What you should do ->
Transcribe exactly the line that contains "For every instance of the sky" and all lines following it to the end of the material below; omit everything else.

++++++++

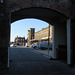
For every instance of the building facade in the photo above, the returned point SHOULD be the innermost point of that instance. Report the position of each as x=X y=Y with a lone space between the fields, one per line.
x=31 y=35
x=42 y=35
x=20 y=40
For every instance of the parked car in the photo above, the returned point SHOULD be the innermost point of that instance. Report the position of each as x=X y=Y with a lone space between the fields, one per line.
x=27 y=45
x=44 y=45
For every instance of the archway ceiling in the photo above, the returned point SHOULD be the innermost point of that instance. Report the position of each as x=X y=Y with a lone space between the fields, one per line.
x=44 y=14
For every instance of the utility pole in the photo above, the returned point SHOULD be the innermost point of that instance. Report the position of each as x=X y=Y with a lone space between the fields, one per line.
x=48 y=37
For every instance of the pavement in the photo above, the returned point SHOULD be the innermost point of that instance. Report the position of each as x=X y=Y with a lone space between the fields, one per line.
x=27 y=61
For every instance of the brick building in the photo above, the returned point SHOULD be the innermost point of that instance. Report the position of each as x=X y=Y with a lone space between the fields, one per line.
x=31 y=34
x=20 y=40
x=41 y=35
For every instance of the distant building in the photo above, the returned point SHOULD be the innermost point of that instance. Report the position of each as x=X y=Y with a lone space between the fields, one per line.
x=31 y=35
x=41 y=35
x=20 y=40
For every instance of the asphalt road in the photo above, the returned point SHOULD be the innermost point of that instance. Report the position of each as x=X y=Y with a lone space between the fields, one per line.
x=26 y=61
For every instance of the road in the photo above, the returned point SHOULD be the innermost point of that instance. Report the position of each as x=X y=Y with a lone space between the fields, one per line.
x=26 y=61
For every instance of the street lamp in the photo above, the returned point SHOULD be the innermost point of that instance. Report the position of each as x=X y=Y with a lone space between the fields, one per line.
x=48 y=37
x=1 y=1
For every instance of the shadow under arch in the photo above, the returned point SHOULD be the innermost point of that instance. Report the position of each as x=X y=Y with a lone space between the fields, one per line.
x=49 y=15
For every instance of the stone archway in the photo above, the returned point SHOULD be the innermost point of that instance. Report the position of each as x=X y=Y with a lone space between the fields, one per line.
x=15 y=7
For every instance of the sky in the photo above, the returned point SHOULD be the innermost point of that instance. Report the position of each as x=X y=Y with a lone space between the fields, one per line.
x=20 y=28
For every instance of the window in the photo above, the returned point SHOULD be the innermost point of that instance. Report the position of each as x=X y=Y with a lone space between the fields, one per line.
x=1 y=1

++++++++

Answer section ->
For every instance of the sky in the photo above, the returned point SHOULD be the innermost point of that instance. Report the position of each as x=X y=Y with a lone space between the fields, one per line.
x=20 y=28
For every instance of the window in the photo above, the returned point SHOULD be the innermost point of that instance. Report the position of each as x=X y=Y with a lone space between the fields, one per line.
x=1 y=1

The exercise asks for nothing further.